- [原文]
────────────────────
歌も同様だ。口承で伝えられるものが多い。集落に伝わる歌の節を、自作の楽曲に取り入れる音楽家も少なくない。花蓮・台東から生み出された作品は、自然との調和がいかに大切かということを教えてくれる。

 6月19日か26日まで、県内4カ所で、花蓮・台東の音楽家、芸術家を沖縄に紹介するイベント「島嶼音樂季(とうしょおんがくさい)」が開催される。

 美術展・ライブ・講演・映画上映・台湾原住民の手工芸や衣装にふれることを通じて、台湾東部の文化の魅力を発信する取り組みだ。沖縄本島で台湾アーティストが生活体験し、音楽家らが国境を越え交流し、ともにひとつの曲を作創りあげる。

阿修Nawan=プユマ族

・東冬侯溫/兒路創作藝術工寮(台湾)

 

映画通じ、台湾原住民の土地喪失に対する問題を提起

 このイベントには、2人の若い映画監督も参加する。家族と故郷の再生を描いた物語「太陽的孩子(太陽の子)」は、2015年に台湾で公開され、感動を呼んだ。監督の一人、Lekal Sumi(レカル・スミ)は父が台南人で、母がアミ族だ。彼は台南で育った。兵役を終えた後、母の故郷、花蓮市の港口部落に移り住んだレカルは、アミ族の文化と伝統に触れ、自分のルーツの一部を取り戻そうとした。11年、母の舒米(スミ)が所有する荒れ果てた畑を耕し、豊かな土地を取り戻しました。当時レカルは、映像制作の経験がまったくなかったが、20年間放置された土地を開墾する過程を、2年の歳月をかけて撮影した。その後、個人で初の記録映画「海稻米の願望」を完成させた。これを機に、映像の道に進んだレカルは、15年、鄭有傑(ジェン ヨウジィェ)監督と共に「太陽の子」を完成させた。台湾原住民の土地喪失に対する問題提起を映画製作を通じて発信し続けているクリエーターだ。

Lekal Sumi(レカル・スミ)

鄭有傑(ジェン ヨウジィェ)

 

 実話をもとに製作されたフィクション「太陽的孩子(太陽の子)」は、伝統の米『海稲米』の復活に賭ける村の人たちの物語だ。舞台は、アミ族が暮らす集落。美しい海岸線に広がる小さな村に突如持ち上がったホテル建設計画。
先祖伝来の土地が失われる危機の中、村人たちは「開発か、伝統か」の間で大人も子供も悩みながら、失われかけた『絆』を取り戻していく。
────────────────────
- [データ]
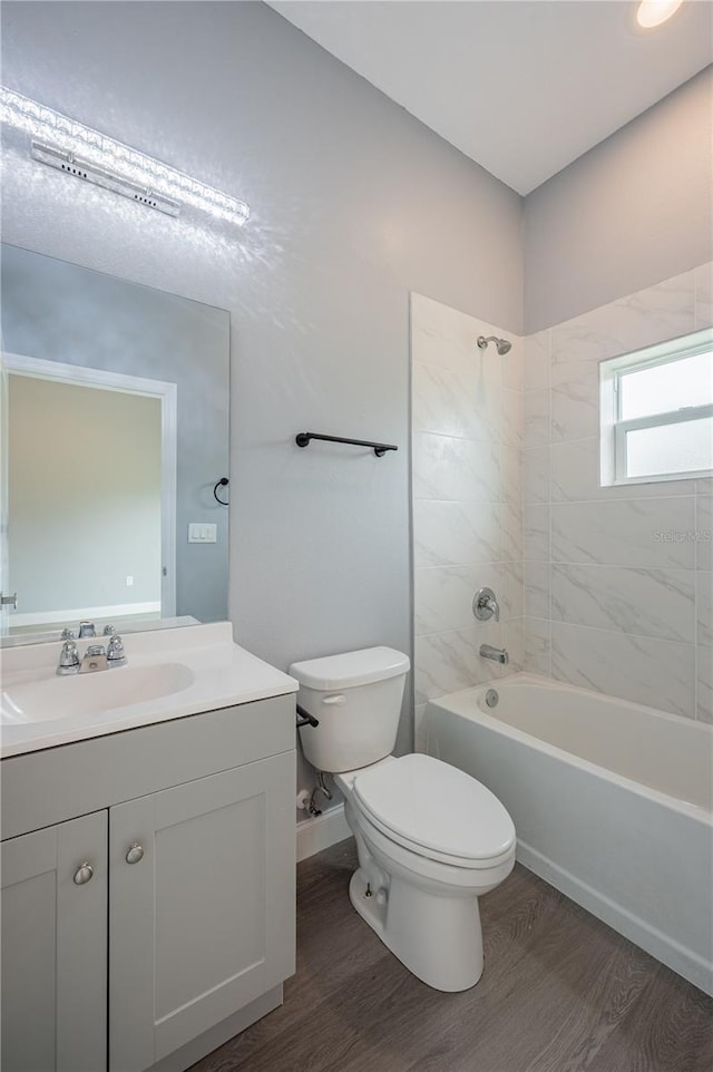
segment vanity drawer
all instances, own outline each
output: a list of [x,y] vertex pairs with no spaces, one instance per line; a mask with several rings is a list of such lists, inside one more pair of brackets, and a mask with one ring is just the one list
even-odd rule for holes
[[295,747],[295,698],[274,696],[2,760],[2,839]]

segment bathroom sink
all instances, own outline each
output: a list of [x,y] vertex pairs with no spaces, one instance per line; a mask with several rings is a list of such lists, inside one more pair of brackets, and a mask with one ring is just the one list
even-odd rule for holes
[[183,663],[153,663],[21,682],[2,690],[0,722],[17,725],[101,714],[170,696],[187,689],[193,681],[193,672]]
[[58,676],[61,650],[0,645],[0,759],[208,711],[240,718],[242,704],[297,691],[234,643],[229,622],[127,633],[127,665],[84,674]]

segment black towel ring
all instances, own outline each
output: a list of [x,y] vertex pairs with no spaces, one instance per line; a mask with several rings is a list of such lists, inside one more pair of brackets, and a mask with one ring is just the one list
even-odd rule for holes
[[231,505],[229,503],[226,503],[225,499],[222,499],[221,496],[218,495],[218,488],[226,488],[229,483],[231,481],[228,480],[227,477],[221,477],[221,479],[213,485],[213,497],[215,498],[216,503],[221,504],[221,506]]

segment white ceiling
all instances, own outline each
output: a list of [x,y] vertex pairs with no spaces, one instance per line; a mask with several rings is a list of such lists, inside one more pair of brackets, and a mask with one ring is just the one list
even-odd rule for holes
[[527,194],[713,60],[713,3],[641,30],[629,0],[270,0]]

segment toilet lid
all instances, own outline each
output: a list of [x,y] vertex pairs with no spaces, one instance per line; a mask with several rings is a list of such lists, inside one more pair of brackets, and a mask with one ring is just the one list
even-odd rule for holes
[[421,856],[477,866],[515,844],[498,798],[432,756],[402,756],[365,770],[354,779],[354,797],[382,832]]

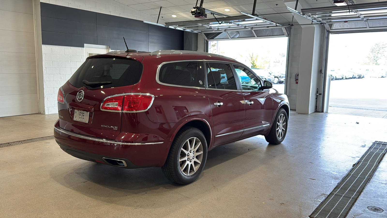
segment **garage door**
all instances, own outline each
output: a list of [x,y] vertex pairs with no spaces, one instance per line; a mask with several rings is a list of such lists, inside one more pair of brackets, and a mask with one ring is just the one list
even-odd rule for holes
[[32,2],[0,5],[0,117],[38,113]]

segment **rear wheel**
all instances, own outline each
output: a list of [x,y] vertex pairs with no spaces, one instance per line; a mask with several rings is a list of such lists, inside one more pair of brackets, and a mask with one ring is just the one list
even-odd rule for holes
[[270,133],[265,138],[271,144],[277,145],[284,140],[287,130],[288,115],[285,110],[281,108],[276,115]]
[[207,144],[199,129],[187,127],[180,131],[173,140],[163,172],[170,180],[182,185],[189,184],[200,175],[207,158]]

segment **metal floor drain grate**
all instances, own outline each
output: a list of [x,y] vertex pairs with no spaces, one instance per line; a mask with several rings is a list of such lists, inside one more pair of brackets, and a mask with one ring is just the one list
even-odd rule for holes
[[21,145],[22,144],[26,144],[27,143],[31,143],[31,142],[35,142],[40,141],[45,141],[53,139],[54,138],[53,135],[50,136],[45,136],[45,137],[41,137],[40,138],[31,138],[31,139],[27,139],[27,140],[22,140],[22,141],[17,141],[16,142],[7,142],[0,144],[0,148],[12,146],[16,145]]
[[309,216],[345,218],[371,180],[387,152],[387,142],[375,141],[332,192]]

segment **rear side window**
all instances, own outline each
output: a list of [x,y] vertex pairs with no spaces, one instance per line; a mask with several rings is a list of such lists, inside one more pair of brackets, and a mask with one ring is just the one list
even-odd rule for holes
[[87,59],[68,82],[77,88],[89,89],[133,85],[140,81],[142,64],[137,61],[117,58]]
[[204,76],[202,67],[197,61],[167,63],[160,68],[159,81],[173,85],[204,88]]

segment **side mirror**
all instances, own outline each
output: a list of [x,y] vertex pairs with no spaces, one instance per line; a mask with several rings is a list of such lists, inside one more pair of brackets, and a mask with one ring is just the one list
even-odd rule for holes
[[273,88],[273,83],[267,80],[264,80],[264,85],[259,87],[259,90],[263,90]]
────────────────────
- [作業指示]
A. 原文のうち「映画通じ、台湾原住民の土地喪失に対する問題を提起」から始まり「持ち上がったホテル建設計画。」で終わる部分を、「アミ族」を「阿美族」に置き換えて更新してください。
B. 原文によると、レカル・スミの父はどこの人か。

- [解答例]
A.
映画通じ、台湾原住民の土地喪失に対する問題を提起

 このイベントには、2人の若い映画監督も参加する。家族と故郷の再生を描いた物語「太陽的孩子(太陽の子)」は、2015年に台湾で公開され、感動を呼んだ。監督の一人、Lekal Sumi(レカル・スミ)は父が台南人で、母が阿美族だ。彼は台南で育った。兵役を終えた後、母の故郷、花蓮市の港口部落に移り住んだレカルは、阿美族の文化と伝統に触れ、自分のルーツの一部を取り戻そうとした。11年、母の舒米(スミ)が所有する荒れ果てた畑を耕し、豊かな土地を取り戻しました。当時レカルは、映像制作の経験がまったくなかったが、20年間放置された土地を開墾する過程を、2年の歳月をかけて撮影した。その後、個人で初の記録映画「海稻米の願望」を完成させた。これを機に、映像の道に進んだレカルは、15年、鄭有傑(ジェン ヨウジィェ)監督と共に「太陽の子」を完成させた。台湾原住民の土地喪失に対する問題提起を映画製作を通じて発信し続けているクリエーターだ。

Lekal Sumi(レカル・スミ)

鄭有傑(ジェン ヨウジィェ)

 

 実話をもとに製作されたフィクション「太陽的孩子(太陽の子)」は、伝統の米『海稲米』の復活に賭ける村の人たちの物語だ。舞台は、阿美族が暮らす集落。美しい海岸線に広がる小さな村に突如持ち上がったホテル建設計画。

B. 台南人である。